■ DATASET CONTENT
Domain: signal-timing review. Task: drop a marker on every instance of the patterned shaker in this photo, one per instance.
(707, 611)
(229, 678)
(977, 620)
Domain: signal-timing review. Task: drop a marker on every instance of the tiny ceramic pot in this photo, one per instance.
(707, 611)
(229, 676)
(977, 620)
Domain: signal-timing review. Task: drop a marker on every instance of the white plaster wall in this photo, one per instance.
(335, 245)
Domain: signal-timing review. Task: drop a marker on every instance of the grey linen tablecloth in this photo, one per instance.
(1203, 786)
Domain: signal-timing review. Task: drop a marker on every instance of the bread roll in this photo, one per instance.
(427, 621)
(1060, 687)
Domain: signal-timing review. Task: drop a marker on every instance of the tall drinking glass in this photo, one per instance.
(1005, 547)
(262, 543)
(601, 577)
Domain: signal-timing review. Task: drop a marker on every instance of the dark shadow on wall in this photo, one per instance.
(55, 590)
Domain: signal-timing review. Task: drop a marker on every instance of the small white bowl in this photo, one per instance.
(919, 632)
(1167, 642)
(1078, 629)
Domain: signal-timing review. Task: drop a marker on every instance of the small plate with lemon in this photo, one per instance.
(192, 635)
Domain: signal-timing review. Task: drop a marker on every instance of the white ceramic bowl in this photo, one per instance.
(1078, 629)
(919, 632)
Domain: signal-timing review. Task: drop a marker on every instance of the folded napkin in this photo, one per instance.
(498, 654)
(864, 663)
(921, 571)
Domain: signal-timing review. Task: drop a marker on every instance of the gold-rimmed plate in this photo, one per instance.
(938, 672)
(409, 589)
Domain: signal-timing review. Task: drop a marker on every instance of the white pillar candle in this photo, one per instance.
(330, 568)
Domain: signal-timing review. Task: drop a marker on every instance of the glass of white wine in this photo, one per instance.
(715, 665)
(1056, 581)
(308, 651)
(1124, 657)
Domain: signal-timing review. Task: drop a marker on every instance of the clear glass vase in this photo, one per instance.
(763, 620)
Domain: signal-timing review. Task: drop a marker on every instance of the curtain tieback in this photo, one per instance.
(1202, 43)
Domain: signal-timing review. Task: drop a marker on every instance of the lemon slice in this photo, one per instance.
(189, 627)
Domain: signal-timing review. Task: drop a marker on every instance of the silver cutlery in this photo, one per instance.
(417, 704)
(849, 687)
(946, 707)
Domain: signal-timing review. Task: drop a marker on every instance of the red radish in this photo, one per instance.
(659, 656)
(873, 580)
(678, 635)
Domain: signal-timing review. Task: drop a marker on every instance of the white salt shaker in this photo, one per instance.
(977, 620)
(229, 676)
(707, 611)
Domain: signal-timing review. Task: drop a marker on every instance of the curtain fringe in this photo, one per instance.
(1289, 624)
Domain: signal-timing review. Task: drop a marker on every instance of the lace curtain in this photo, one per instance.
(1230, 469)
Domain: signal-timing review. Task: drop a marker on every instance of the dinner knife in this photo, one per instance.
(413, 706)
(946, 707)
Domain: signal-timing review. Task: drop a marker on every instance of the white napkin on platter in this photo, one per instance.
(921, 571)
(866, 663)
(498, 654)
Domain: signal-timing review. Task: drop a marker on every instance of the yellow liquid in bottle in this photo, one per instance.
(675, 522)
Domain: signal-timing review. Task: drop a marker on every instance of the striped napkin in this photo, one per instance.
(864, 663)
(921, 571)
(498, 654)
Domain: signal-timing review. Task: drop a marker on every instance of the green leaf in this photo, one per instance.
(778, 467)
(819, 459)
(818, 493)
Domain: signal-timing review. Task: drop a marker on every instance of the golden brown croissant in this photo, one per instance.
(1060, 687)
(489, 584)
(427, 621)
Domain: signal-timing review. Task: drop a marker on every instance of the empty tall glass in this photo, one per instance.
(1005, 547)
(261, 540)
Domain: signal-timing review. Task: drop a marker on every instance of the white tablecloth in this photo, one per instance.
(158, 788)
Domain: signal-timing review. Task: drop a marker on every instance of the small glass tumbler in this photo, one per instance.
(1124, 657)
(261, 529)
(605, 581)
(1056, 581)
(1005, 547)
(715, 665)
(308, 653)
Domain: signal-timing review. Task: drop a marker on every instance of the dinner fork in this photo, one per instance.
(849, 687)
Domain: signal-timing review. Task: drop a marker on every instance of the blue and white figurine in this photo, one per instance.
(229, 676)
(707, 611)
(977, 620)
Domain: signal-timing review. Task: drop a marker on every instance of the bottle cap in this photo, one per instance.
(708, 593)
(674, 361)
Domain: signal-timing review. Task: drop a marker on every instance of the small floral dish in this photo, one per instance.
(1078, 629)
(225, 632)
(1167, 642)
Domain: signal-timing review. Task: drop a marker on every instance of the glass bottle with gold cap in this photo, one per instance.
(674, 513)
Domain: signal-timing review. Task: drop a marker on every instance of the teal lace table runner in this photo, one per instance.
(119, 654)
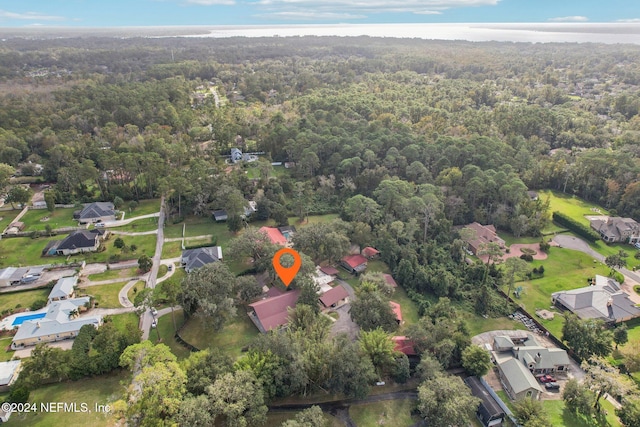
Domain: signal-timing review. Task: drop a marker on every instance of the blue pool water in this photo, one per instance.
(20, 319)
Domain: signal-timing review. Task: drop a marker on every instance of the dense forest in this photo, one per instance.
(404, 139)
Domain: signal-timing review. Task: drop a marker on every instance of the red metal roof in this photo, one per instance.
(333, 296)
(404, 345)
(369, 252)
(272, 312)
(274, 235)
(331, 271)
(354, 260)
(390, 280)
(396, 310)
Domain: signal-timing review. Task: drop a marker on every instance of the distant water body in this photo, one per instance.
(610, 33)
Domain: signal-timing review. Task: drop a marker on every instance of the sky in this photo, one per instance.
(123, 13)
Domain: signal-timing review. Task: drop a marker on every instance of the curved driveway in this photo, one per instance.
(577, 244)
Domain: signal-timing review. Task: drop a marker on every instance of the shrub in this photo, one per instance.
(618, 277)
(575, 226)
(544, 246)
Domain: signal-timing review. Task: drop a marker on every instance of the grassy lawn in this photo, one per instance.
(561, 417)
(577, 208)
(275, 419)
(162, 270)
(144, 224)
(571, 205)
(171, 249)
(6, 217)
(565, 269)
(233, 337)
(23, 251)
(176, 278)
(114, 274)
(478, 324)
(145, 207)
(409, 308)
(614, 248)
(145, 245)
(24, 299)
(314, 219)
(165, 328)
(131, 294)
(391, 412)
(510, 239)
(106, 296)
(125, 321)
(60, 217)
(195, 226)
(101, 390)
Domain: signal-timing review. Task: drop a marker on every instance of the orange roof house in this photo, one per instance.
(272, 312)
(397, 311)
(390, 280)
(274, 235)
(334, 297)
(331, 271)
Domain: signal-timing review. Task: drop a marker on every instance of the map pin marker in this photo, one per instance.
(287, 274)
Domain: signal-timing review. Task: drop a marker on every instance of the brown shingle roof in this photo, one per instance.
(331, 271)
(272, 312)
(390, 280)
(333, 296)
(370, 252)
(354, 260)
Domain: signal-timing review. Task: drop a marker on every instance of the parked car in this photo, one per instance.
(545, 378)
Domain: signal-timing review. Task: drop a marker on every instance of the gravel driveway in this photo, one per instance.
(344, 324)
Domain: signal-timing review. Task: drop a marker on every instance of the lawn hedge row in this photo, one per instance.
(575, 226)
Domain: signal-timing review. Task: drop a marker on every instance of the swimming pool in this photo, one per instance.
(20, 319)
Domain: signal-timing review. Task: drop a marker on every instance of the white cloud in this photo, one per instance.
(428, 12)
(358, 7)
(211, 2)
(310, 16)
(569, 19)
(28, 16)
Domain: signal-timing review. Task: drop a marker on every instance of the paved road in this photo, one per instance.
(109, 311)
(109, 281)
(575, 243)
(122, 295)
(133, 233)
(344, 324)
(135, 218)
(146, 318)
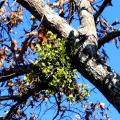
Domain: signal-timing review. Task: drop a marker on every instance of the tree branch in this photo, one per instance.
(101, 9)
(50, 19)
(106, 80)
(107, 38)
(7, 74)
(14, 97)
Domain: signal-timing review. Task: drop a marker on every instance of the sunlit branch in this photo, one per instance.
(102, 7)
(107, 38)
(7, 74)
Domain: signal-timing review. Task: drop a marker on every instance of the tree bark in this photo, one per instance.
(101, 75)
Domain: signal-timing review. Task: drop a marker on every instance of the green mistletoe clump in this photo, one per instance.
(55, 64)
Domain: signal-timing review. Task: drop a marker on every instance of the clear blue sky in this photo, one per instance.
(110, 14)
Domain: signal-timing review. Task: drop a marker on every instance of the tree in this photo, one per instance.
(81, 48)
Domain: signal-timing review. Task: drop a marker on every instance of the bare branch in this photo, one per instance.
(14, 97)
(7, 74)
(102, 7)
(107, 38)
(50, 19)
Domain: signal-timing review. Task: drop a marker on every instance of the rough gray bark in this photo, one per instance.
(101, 75)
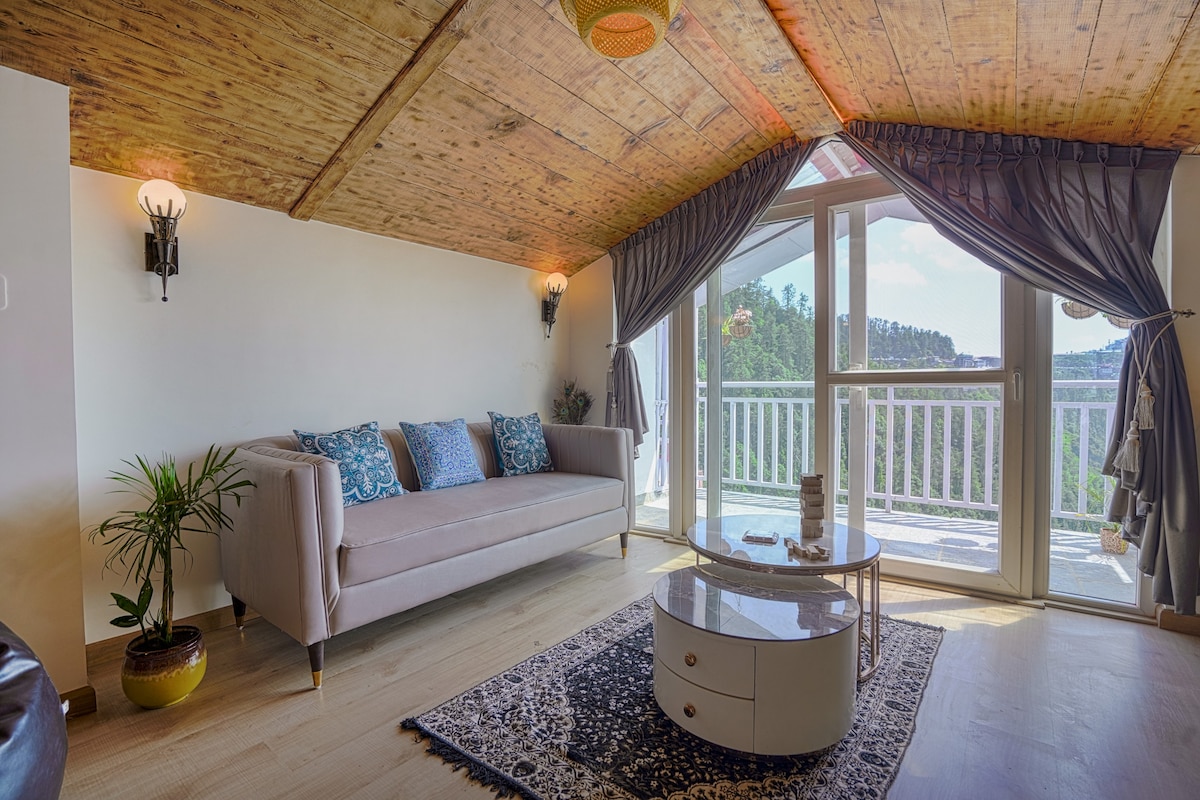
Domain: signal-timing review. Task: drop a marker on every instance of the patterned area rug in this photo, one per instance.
(579, 721)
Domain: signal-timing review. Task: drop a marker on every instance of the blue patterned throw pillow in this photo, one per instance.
(363, 459)
(521, 444)
(442, 453)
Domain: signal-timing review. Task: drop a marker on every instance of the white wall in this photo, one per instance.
(593, 326)
(275, 324)
(40, 593)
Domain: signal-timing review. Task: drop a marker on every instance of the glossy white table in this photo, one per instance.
(851, 551)
(756, 662)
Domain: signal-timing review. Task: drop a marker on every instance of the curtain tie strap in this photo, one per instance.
(1144, 403)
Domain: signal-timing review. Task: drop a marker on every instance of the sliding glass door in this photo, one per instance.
(924, 377)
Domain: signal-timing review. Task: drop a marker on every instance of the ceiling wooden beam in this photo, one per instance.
(751, 36)
(454, 26)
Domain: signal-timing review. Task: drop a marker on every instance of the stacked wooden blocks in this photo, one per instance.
(811, 505)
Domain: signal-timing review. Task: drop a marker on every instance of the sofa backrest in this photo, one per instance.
(480, 439)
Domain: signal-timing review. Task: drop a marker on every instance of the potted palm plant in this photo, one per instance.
(166, 661)
(573, 405)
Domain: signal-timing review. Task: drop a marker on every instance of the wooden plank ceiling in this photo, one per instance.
(486, 127)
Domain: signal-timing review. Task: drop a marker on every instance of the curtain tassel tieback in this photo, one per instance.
(1128, 457)
(611, 384)
(1144, 408)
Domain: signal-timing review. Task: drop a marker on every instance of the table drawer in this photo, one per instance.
(720, 719)
(718, 662)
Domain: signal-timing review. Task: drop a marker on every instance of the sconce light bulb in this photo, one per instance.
(160, 198)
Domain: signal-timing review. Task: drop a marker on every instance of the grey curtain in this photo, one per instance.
(654, 269)
(1078, 220)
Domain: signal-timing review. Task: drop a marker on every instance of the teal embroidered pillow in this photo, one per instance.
(363, 459)
(442, 453)
(521, 444)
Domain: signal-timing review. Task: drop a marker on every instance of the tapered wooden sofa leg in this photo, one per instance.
(317, 661)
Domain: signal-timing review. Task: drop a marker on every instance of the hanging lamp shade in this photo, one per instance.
(1077, 310)
(618, 29)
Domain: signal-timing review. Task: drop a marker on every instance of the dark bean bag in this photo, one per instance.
(33, 729)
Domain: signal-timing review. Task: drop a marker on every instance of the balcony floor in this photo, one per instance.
(1078, 565)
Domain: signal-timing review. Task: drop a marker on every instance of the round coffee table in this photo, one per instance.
(757, 662)
(851, 551)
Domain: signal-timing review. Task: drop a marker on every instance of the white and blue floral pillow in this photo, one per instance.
(442, 453)
(363, 459)
(521, 444)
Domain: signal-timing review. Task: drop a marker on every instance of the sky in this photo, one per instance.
(916, 277)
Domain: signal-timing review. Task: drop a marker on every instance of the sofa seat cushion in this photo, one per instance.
(389, 536)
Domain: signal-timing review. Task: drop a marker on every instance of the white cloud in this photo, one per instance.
(929, 245)
(895, 274)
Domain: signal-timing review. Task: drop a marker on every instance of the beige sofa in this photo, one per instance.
(316, 569)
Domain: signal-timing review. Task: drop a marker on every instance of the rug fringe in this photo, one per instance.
(498, 782)
(911, 623)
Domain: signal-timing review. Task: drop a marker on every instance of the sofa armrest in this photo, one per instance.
(594, 450)
(281, 555)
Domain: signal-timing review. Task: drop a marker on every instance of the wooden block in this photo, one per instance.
(1169, 620)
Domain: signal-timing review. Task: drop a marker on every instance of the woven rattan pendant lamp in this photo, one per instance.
(618, 29)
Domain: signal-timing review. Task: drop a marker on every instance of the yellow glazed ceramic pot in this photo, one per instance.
(156, 678)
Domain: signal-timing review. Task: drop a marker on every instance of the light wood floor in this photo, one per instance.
(1023, 703)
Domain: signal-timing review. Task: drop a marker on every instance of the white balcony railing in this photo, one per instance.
(945, 452)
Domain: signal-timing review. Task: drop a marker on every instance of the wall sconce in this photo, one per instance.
(165, 204)
(556, 284)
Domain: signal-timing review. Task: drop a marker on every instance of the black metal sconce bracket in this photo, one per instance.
(162, 258)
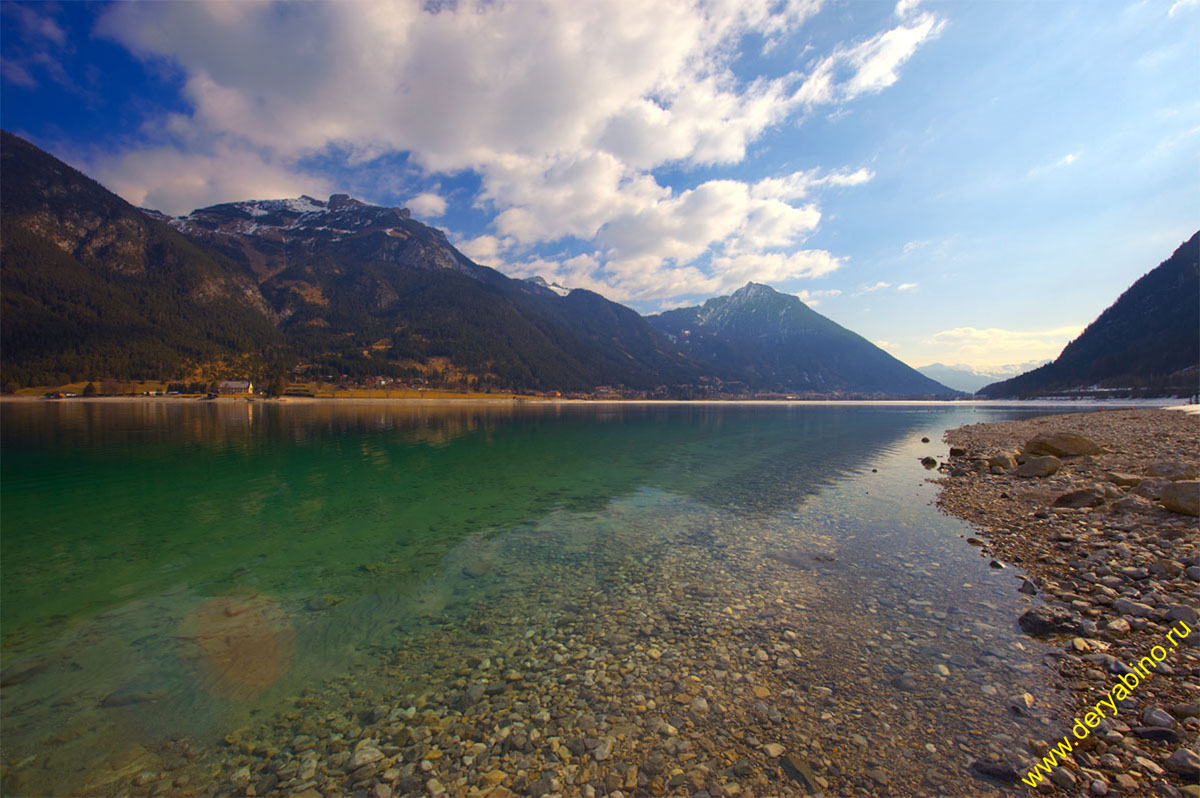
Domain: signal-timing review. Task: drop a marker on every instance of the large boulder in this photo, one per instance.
(1039, 467)
(1123, 479)
(1061, 444)
(1045, 619)
(1182, 497)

■ WORK TO COMPLETE
The lines to repeat start at the one holding "rug fringe in this photo, one per instance." and run through the last line of the records above; write them out exactly, both ends included, but not the pictures.

■ OUTPUT BELOW
Domain: signal-timing review. Task: drop a marker on every instance of the rug fringe in this photo, one per instance.
(498, 782)
(911, 623)
Domain: signal-timing review. Task: drop a marker on every instance of the sofa armrest in this photo, one per instance.
(594, 450)
(281, 555)
Domain: signal-timing review. Task: drop a marker on every instance of the wooden block in this photo, one per instance.
(1169, 620)
Domain: signal-timing review. Task: drop a marker on every instance of the woven rattan pendant lamp in this photo, one per instance.
(618, 29)
Domain: signal-timing review. Task: drop a marker on every instance of the yellow glazed ceramic pot in this photo, one per instance.
(156, 678)
Domain: signal-timing review. Task: drop a marker on every instance of the light wood floor in this photo, one per instance.
(1023, 703)
Domain: signal-timing review. Task: drop a marker on every instance of the white balcony railing in this photo, one per instance.
(945, 452)
Domain: signal-timing review. Task: drop a marker on every instance of the wall sconce in this photo, one per instance.
(165, 204)
(556, 284)
Domain: signal-timing review. Task: drop a marker on every instance of the black metal sconce bracket in this photo, one per instance.
(162, 258)
Domain: signal-timing review. Task: drop a marker on every instance of the large boulder in this photo, one per instance.
(1039, 467)
(1123, 479)
(1061, 444)
(1045, 619)
(1182, 497)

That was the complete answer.